-- To do --
Continue the passage below on well-designed databases, starting right after its last sentence.

-- Provided text --
----

A well-designed database enforces data integrity
Data integrity refers to the accuracy, completeness, and consistency of the data in your database.
Data integrity includes three specific technical aspects of a relational database’s structure:
- Entity integrity (or table-level integrity) ensures that a table has no duplicate records, and that the values of the table’s primary keys are all unique and not null.
- Domain integrity (or field-level integrity) ensures that the purpose of every field is clear and identifiable, and that the values in each field are valid, consistent, and accurate.
- Referential integrity (or relationship-level integrity) ensures that the relationships between pairs of tables are sound, so that the records in the tables are synchronized whenever data is entered into, updated in, or deleted from either table.
A well-designed database maintains data integrity by implementing the processes and standards proposed during the design phase.
A well-designed database enforces relevant business rules
Every organization does its work a little differently, and as such, each organization has its own business rules. Ideally, your team’s database should enforce your unique business rules.
Let’s say your content marketing team requires that timestamps for video files be noted in milliseconds, and each asset is assigned an eight-character alphanumeric code. If the video files were noted in seconds instead of milliseconds and then entered into the company database, it could create a major snag in video production—and a mess for a database administrator to clean up later.

----

(Records contained in a dataset)
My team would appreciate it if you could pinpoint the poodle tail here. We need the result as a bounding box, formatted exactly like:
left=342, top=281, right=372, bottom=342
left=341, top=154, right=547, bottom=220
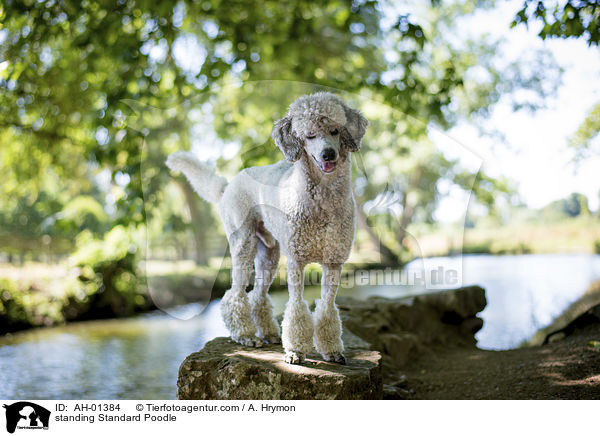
left=167, top=151, right=227, bottom=203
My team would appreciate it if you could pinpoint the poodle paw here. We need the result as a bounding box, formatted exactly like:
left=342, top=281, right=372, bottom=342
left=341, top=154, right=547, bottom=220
left=235, top=336, right=264, bottom=348
left=322, top=351, right=346, bottom=365
left=283, top=351, right=304, bottom=365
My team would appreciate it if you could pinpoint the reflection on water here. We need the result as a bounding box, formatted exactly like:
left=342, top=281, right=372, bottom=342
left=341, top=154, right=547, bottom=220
left=0, top=255, right=600, bottom=399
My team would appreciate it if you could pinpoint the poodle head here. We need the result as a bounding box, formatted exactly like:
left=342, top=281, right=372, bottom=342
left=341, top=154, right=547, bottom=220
left=273, top=92, right=369, bottom=174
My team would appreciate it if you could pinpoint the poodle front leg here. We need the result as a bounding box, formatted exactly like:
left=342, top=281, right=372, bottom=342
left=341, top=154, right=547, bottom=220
left=281, top=261, right=313, bottom=363
left=313, top=264, right=346, bottom=365
left=248, top=241, right=281, bottom=344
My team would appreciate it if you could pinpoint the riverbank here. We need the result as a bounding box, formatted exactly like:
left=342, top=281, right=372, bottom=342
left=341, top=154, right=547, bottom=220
left=398, top=323, right=600, bottom=400
left=341, top=282, right=600, bottom=400
left=407, top=215, right=600, bottom=257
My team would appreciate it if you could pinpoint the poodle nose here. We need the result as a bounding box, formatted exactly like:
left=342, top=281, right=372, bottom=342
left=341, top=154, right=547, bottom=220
left=321, top=148, right=335, bottom=162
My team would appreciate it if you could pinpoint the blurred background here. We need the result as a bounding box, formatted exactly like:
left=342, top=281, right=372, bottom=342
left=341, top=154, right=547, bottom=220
left=0, top=0, right=600, bottom=399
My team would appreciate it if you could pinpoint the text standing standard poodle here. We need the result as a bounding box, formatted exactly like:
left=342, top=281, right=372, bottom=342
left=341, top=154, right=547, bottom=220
left=167, top=92, right=369, bottom=364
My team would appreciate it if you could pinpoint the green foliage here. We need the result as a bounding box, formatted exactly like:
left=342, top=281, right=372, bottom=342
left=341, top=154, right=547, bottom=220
left=512, top=0, right=600, bottom=46
left=0, top=279, right=63, bottom=334
left=541, top=192, right=590, bottom=220
left=569, top=103, right=600, bottom=159
left=68, top=226, right=151, bottom=318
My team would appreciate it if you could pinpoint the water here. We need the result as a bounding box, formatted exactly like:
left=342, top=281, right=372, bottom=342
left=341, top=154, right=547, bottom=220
left=0, top=255, right=600, bottom=399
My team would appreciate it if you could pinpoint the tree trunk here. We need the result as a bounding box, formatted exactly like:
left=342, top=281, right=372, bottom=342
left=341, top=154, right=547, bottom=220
left=177, top=180, right=208, bottom=265
left=396, top=166, right=423, bottom=246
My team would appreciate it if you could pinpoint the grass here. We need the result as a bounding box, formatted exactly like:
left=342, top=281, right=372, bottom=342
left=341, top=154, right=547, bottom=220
left=409, top=216, right=600, bottom=256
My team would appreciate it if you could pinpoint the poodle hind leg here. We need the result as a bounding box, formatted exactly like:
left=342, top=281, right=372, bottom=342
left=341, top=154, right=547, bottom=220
left=248, top=240, right=281, bottom=344
left=313, top=264, right=346, bottom=365
left=221, top=231, right=263, bottom=347
left=281, top=260, right=313, bottom=364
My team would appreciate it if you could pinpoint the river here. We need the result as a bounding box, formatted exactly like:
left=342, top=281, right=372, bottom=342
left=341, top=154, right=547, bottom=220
left=0, top=254, right=600, bottom=399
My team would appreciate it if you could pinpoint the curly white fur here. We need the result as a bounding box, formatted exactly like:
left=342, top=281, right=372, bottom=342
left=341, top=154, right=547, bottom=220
left=167, top=151, right=227, bottom=203
left=167, top=93, right=368, bottom=363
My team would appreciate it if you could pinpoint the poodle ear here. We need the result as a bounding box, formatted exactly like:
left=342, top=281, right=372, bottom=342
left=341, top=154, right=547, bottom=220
left=271, top=115, right=302, bottom=163
left=341, top=107, right=369, bottom=151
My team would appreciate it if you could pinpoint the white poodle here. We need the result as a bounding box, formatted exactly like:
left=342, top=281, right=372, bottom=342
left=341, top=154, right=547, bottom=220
left=167, top=93, right=369, bottom=364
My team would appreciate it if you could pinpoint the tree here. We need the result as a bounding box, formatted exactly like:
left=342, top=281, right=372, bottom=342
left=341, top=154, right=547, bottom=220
left=511, top=0, right=600, bottom=46
left=0, top=0, right=555, bottom=266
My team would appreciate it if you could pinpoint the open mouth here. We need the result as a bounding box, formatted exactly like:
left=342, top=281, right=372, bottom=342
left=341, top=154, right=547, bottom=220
left=313, top=156, right=337, bottom=174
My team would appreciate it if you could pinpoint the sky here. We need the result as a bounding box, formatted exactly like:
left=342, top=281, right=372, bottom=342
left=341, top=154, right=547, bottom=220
left=180, top=0, right=600, bottom=222
left=437, top=0, right=600, bottom=216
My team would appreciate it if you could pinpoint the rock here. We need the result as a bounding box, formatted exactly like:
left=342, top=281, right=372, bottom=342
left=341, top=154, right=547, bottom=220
left=177, top=338, right=383, bottom=400
left=337, top=286, right=486, bottom=358
left=177, top=286, right=486, bottom=400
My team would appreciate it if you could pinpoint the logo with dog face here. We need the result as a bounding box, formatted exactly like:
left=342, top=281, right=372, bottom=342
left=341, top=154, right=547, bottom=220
left=4, top=401, right=50, bottom=433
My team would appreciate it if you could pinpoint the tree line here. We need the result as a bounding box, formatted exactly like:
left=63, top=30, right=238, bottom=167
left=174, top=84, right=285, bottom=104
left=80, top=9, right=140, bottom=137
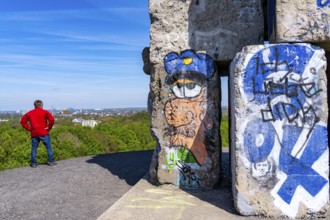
left=0, top=111, right=228, bottom=171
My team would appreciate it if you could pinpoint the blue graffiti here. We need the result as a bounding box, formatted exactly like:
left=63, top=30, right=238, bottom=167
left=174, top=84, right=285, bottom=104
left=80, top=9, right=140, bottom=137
left=317, top=0, right=330, bottom=8
left=278, top=125, right=328, bottom=204
left=244, top=121, right=328, bottom=204
left=243, top=45, right=320, bottom=121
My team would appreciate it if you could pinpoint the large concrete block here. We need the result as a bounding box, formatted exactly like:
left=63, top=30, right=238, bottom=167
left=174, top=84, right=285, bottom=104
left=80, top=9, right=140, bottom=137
left=150, top=50, right=220, bottom=189
left=268, top=0, right=330, bottom=50
left=230, top=44, right=329, bottom=218
left=149, top=0, right=264, bottom=64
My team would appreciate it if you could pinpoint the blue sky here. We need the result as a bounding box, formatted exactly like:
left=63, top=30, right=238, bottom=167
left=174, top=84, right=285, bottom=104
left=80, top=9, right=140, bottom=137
left=0, top=0, right=227, bottom=111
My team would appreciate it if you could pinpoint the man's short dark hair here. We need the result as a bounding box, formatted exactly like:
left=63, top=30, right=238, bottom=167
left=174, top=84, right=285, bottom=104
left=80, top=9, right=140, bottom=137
left=33, top=99, right=44, bottom=108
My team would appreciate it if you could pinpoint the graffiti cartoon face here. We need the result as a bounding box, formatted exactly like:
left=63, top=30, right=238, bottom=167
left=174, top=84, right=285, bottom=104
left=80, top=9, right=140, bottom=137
left=165, top=50, right=214, bottom=164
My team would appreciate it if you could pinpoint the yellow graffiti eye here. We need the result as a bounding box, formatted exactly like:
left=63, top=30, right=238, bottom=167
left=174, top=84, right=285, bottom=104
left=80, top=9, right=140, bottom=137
left=183, top=57, right=192, bottom=65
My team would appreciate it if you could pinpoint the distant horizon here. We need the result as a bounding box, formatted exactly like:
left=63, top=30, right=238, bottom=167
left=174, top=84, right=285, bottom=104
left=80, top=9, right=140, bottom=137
left=0, top=105, right=228, bottom=113
left=0, top=0, right=228, bottom=111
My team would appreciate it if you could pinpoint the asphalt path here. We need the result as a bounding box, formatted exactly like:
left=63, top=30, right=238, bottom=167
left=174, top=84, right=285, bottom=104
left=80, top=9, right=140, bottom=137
left=0, top=151, right=153, bottom=220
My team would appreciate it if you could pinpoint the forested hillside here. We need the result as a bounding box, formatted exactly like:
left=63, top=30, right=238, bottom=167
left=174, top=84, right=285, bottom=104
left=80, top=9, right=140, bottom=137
left=0, top=111, right=228, bottom=171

----

-- Written response --
How to design your relational database, step by step
If this all sounds unfamiliar or overwhelming, don’t worry—there’s a systematic process you can follow so your relational database management system (or RDBMS) follows good design principles, is well-suited to your organization’s needs, and avoids common pitfalls.
Step 1: Define your purpose and objectives
Before beginning your database design journey, understand why you’re making it.
Are you making this database to manage transactions? To store customer IDs? To solve a specific organizational problem? Whatever the case, it’s worth taking the time to identify the exact purpose of the database you’ll be creating.
You may even want to work with stakeholders, executive leadership, and end users to jointly write out a mission statement for your database, like: “The purpose of the Mingei International Museum database is to maintain the data for our art collection,” or “Zenbooth’s database will store all of the data for our manufacturing resource planning.”
Additionally, you should define the objectives that the end users of the database will have: which specific tasks will the end users need to perform to accomplish their work? Develop an explicit list of objectives—like “Know the status and location of each of the pieces of art in our collection at all times,” or “Maintain a complete customer table that shows records for each of our clients.” This will help you determine an appropriate structure, or database schema, for your information as you work through this design process.
Step 2: Analyze data requirements
Before you design your database, you’ll need to assess how your team currently does its work, and identify what kind of data is most important to that work.
You can do this by closely examining existing processes and by interviewing team members—both management and end users. Some questions to ask as you conduct your research:
- How is your organization currently collecting data? Are you using spreadsheets? Paper templates? Another database? Find the most complete samples of work that you can, and look through them to find as many different attributes as you can. For example, your editorial calendar might currently be living in a spreadsheet, and have columns for “Author,” “Due Date,” “Editor,” and so on.
- How is your organization currently presenting data? What kinds of reports does your organization use? PDFs? Slide decks? Web pages? Carefully examine any types of presentations that incorporate data from your current data collection methods and use them to identify potential fields.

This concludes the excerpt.